§ Exercise objective:
Counting the lines of the material below, how many include the word "street"? Give only the number.

§ Data shown:
+-------+

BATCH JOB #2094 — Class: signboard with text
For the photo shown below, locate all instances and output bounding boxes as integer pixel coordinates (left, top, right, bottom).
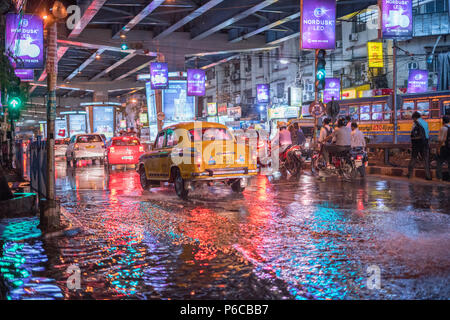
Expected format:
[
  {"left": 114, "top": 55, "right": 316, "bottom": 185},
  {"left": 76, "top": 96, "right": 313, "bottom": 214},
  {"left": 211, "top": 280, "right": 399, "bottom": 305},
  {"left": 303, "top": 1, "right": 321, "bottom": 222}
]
[
  {"left": 207, "top": 102, "right": 217, "bottom": 117},
  {"left": 14, "top": 69, "right": 34, "bottom": 81},
  {"left": 300, "top": 0, "right": 336, "bottom": 49},
  {"left": 187, "top": 69, "right": 206, "bottom": 96},
  {"left": 256, "top": 84, "right": 270, "bottom": 103},
  {"left": 407, "top": 70, "right": 428, "bottom": 93},
  {"left": 367, "top": 42, "right": 384, "bottom": 68},
  {"left": 323, "top": 78, "right": 341, "bottom": 103},
  {"left": 381, "top": 0, "right": 413, "bottom": 39},
  {"left": 150, "top": 62, "right": 169, "bottom": 90},
  {"left": 5, "top": 13, "right": 44, "bottom": 69}
]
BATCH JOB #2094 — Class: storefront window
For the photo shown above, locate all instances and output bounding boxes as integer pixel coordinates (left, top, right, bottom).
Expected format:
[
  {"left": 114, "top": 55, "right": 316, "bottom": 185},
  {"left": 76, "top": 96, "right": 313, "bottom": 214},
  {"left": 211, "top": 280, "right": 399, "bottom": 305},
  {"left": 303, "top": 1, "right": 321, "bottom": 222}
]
[
  {"left": 372, "top": 104, "right": 383, "bottom": 121},
  {"left": 349, "top": 107, "right": 359, "bottom": 121},
  {"left": 417, "top": 101, "right": 430, "bottom": 117},
  {"left": 360, "top": 106, "right": 370, "bottom": 121},
  {"left": 401, "top": 101, "right": 414, "bottom": 120}
]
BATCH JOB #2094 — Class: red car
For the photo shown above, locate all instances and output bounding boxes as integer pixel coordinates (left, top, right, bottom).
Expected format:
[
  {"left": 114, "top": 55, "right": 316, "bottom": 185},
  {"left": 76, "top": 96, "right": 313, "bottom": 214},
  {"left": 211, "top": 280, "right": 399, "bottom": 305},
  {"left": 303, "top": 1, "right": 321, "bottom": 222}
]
[{"left": 105, "top": 137, "right": 144, "bottom": 167}]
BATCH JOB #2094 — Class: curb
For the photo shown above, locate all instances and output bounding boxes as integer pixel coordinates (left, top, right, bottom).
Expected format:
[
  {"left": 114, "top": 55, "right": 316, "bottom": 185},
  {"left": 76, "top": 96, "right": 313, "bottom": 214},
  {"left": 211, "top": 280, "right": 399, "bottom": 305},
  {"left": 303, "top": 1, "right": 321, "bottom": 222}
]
[{"left": 367, "top": 166, "right": 448, "bottom": 184}]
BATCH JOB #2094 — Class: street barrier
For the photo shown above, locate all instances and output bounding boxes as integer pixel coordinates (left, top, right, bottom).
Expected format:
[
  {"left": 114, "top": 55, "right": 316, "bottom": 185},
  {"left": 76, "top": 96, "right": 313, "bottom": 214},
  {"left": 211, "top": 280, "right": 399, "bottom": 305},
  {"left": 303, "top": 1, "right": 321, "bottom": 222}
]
[{"left": 30, "top": 139, "right": 47, "bottom": 198}]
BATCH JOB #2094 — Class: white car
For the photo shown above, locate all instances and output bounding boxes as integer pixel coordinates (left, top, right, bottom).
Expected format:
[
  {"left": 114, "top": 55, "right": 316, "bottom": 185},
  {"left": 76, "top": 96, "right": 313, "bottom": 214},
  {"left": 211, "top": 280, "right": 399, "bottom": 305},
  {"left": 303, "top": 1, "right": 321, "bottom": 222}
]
[
  {"left": 55, "top": 139, "right": 69, "bottom": 158},
  {"left": 66, "top": 133, "right": 105, "bottom": 167}
]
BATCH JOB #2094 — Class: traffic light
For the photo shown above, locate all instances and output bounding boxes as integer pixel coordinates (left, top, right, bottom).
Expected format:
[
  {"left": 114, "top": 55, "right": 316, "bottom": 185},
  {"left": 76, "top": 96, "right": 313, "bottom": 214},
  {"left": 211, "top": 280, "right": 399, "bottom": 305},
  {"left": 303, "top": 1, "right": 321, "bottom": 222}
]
[
  {"left": 7, "top": 86, "right": 25, "bottom": 121},
  {"left": 316, "top": 49, "right": 327, "bottom": 92}
]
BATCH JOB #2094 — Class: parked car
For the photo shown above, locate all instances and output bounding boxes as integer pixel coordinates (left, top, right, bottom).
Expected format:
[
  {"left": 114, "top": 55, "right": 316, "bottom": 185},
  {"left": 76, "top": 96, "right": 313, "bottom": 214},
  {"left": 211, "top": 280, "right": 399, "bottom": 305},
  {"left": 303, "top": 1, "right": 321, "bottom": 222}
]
[
  {"left": 55, "top": 138, "right": 70, "bottom": 157},
  {"left": 66, "top": 133, "right": 106, "bottom": 167},
  {"left": 138, "top": 122, "right": 257, "bottom": 199},
  {"left": 105, "top": 137, "right": 144, "bottom": 168}
]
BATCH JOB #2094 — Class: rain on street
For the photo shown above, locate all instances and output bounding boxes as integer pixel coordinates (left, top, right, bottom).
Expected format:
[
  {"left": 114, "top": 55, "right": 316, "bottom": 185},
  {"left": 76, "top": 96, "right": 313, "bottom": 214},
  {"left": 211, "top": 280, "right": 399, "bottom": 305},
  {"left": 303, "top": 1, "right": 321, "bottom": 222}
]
[{"left": 2, "top": 162, "right": 450, "bottom": 299}]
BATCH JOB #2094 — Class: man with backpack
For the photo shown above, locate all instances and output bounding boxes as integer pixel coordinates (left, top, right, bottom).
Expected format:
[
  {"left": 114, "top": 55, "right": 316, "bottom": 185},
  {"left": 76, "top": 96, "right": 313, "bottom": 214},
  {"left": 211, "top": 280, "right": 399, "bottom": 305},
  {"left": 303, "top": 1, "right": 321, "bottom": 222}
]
[
  {"left": 436, "top": 116, "right": 450, "bottom": 180},
  {"left": 408, "top": 111, "right": 431, "bottom": 180}
]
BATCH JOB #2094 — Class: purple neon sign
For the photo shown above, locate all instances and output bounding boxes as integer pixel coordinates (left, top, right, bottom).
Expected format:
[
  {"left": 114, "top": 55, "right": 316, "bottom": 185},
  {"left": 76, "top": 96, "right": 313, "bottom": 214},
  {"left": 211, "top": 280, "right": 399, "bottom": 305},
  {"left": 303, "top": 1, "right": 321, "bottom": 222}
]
[
  {"left": 14, "top": 69, "right": 34, "bottom": 81},
  {"left": 381, "top": 0, "right": 413, "bottom": 39},
  {"left": 323, "top": 78, "right": 341, "bottom": 103},
  {"left": 407, "top": 70, "right": 428, "bottom": 93},
  {"left": 187, "top": 69, "right": 206, "bottom": 96},
  {"left": 150, "top": 62, "right": 169, "bottom": 90},
  {"left": 5, "top": 13, "right": 44, "bottom": 69},
  {"left": 256, "top": 84, "right": 270, "bottom": 103},
  {"left": 300, "top": 0, "right": 336, "bottom": 49}
]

+-------+

§ Task answer:
2